• **SET PROBLEM**: Update the listing below so that every "pixel coordinates" becomes "image coordinates", and leave everything else unchanged.

• **ITEMS**:
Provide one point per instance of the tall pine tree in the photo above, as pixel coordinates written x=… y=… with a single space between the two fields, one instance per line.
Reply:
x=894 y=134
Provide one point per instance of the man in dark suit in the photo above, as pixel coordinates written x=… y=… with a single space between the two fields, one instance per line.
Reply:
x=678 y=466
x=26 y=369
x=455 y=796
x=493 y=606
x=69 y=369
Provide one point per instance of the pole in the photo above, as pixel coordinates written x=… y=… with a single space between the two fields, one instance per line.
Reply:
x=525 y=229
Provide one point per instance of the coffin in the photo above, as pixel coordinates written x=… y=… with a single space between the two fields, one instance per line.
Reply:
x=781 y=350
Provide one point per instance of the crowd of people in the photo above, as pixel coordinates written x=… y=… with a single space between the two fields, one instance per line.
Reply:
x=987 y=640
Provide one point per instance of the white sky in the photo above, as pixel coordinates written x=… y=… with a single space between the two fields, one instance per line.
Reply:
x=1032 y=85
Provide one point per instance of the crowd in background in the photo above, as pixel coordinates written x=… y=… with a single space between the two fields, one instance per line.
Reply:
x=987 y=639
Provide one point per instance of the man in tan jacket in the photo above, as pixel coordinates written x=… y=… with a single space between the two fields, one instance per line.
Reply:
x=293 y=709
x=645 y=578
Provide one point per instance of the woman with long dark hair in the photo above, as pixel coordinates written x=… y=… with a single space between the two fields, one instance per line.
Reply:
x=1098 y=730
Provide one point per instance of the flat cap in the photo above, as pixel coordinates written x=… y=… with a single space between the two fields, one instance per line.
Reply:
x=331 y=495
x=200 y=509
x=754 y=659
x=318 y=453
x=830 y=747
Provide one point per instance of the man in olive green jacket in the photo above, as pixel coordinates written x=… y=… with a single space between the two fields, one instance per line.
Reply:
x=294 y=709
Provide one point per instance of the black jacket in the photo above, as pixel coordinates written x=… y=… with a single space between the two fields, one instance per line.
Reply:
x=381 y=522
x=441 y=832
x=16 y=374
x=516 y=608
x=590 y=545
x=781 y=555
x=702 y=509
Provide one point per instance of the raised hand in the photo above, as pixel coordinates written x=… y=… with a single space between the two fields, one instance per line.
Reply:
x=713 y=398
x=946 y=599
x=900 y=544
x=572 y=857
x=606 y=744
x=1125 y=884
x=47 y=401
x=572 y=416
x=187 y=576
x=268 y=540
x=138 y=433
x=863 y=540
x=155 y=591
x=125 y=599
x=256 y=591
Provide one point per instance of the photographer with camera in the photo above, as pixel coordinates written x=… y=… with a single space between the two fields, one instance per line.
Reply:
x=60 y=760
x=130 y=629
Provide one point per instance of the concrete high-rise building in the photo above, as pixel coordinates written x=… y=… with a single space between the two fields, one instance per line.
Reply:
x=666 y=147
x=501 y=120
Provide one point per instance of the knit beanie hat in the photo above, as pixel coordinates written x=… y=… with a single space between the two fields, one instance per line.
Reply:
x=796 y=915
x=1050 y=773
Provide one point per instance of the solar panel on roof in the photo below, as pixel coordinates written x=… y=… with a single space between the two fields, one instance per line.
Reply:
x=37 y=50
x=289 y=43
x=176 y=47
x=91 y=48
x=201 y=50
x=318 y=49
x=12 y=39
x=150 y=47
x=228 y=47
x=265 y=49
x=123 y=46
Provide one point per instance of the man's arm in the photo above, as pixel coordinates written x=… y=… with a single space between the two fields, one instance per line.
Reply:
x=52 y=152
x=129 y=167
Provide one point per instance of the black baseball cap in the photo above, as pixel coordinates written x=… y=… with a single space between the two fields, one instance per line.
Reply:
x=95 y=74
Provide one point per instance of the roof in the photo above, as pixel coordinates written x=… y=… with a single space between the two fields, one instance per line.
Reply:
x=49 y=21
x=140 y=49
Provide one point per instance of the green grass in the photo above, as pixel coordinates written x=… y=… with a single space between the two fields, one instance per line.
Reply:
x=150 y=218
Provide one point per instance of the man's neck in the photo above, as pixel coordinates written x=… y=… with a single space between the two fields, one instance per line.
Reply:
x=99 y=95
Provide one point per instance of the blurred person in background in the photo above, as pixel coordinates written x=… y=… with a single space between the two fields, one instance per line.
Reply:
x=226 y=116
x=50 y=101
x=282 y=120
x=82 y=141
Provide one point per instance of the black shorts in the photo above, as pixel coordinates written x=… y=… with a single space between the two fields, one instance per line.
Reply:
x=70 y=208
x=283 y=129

• **THE COMPLETED TASK**:
Provide one point per instance of the tall pine tree in the photo above, as image coordinates written x=… y=… with a single space between the two fields, one instance per line.
Reply:
x=894 y=134
Provide one point per instance of the man in dark suit in the photo above, as image coordinates written x=… y=… with a single space between the two fields, one instance per line.
Reply:
x=678 y=466
x=26 y=369
x=455 y=796
x=493 y=606
x=69 y=369
Provide one point per instance of the pole in the photo above, as image coordinates written x=… y=… with a single space between the two fields, one instance per line.
Reply:
x=525 y=229
Provide one point per instance of the coffin in the photo above, as image coordinates written x=… y=… with a single space between the two fields, one instance per line.
Reply:
x=781 y=350
Provide one point per instance of the crowd of people in the photo above, as image coordinates written x=… y=… with a single space between the two fields, one instance per line.
Reply:
x=987 y=640
Provide one point per instance of the white sky in the photo above, as image coordinates written x=… y=… with a single space between the two fields, one instance per line.
Reply:
x=1032 y=85
Provide one point per instance of the crowd in background in the photo above, as image coordinates written x=… y=… with a single space between the two fields, one instance per line.
Reply:
x=987 y=639
Provide one point per instance of the man in tan jacket in the photo above, as image coordinates written x=… y=… with a single space between the two fields, one instance per line.
Reply:
x=293 y=709
x=645 y=578
Provide one point per instance of the woman with long dark hair in the photo above, as image coordinates written x=… y=… with a single space between the two fields, one instance per line.
Reply:
x=1098 y=730
Provide one point per instance of the flat cap in the photo above, as image coordinates written x=… y=… with a single space between the two fields, one instance per line.
Reply:
x=331 y=495
x=200 y=509
x=754 y=659
x=318 y=453
x=830 y=747
Provide one point per instance of the man in olive green jacket in the photo above, as image coordinates written x=… y=… with a single space between the two fields, one instance per line.
Reply:
x=294 y=709
Provide one point per instance of the black jacket in the photo above, as image coordinates written x=… y=… with a single space between the two fields, one instance per line.
Reply:
x=381 y=522
x=441 y=832
x=16 y=374
x=516 y=608
x=590 y=545
x=781 y=555
x=702 y=509
Provide one point per instance of the raised hand in the photo above, as image coordinates written x=… y=… with a single space between the two fields, one instance per line.
Reply:
x=713 y=398
x=946 y=599
x=900 y=544
x=572 y=857
x=606 y=744
x=1125 y=884
x=47 y=401
x=572 y=416
x=187 y=576
x=268 y=540
x=138 y=433
x=863 y=540
x=155 y=591
x=125 y=599
x=256 y=591
Provide one point per instance of the photographer with camera in the photo above, as image coordinates written x=… y=… with a single space between the two fields, one instance per line.
Reply:
x=60 y=760
x=130 y=629
Provide one point per instance of the concrete high-rise building in the photo above, as image coordinates written x=… y=… with a single space between the two fields, one instance per line.
Reply:
x=666 y=147
x=501 y=120
Provide one point per instance of the knit beanie hat in the photo above, as image coordinates written x=… y=… with a single space between the two fields, one instance per line.
Reply:
x=796 y=915
x=1050 y=773
Provide one point per instance of the solar panel on roof in the photo below, as image coordinates written x=… y=… with a single space between the two fields, one instance per line.
Reply:
x=37 y=50
x=289 y=43
x=176 y=47
x=91 y=48
x=201 y=50
x=318 y=49
x=12 y=39
x=150 y=47
x=228 y=47
x=265 y=49
x=123 y=46
Provide one point per instance of the man's arm in the photo above, as image coordinates written x=… y=… with a single space between the two fields, one instance per line.
Reply:
x=52 y=152
x=129 y=167
Provide one point per instance of the black baseball cap in the photo above, as image coordinates written x=… y=… with a single space between the two fields, one instance per line.
Reply:
x=95 y=74
Provide one point per instance of the roof in the photo above, as image coordinates written x=… y=… with a single space between the two fields, one instance per line.
Reply:
x=49 y=21
x=140 y=49
Provide one point per instance of the green grass in the photo above, as image coordinates written x=… y=… with a single space between the two fields, one instance per line.
Reply:
x=150 y=218
Provide one point per instance of the man's neck in the photo above, as image coordinates written x=… y=… with a single space between the two fields, one instance per line.
Reply:
x=99 y=95
Provide one point per instance of the blurred person in background in the photo above, as image coordinates written x=… y=… with a single space between the two fields, one instance per line.
Reply:
x=226 y=116
x=50 y=101
x=282 y=120
x=82 y=141
Provide one point per instance of the black shorts in the photo above, as image coordinates written x=… y=… with a single space between the two fields, one instance per line.
Reply:
x=70 y=208
x=283 y=129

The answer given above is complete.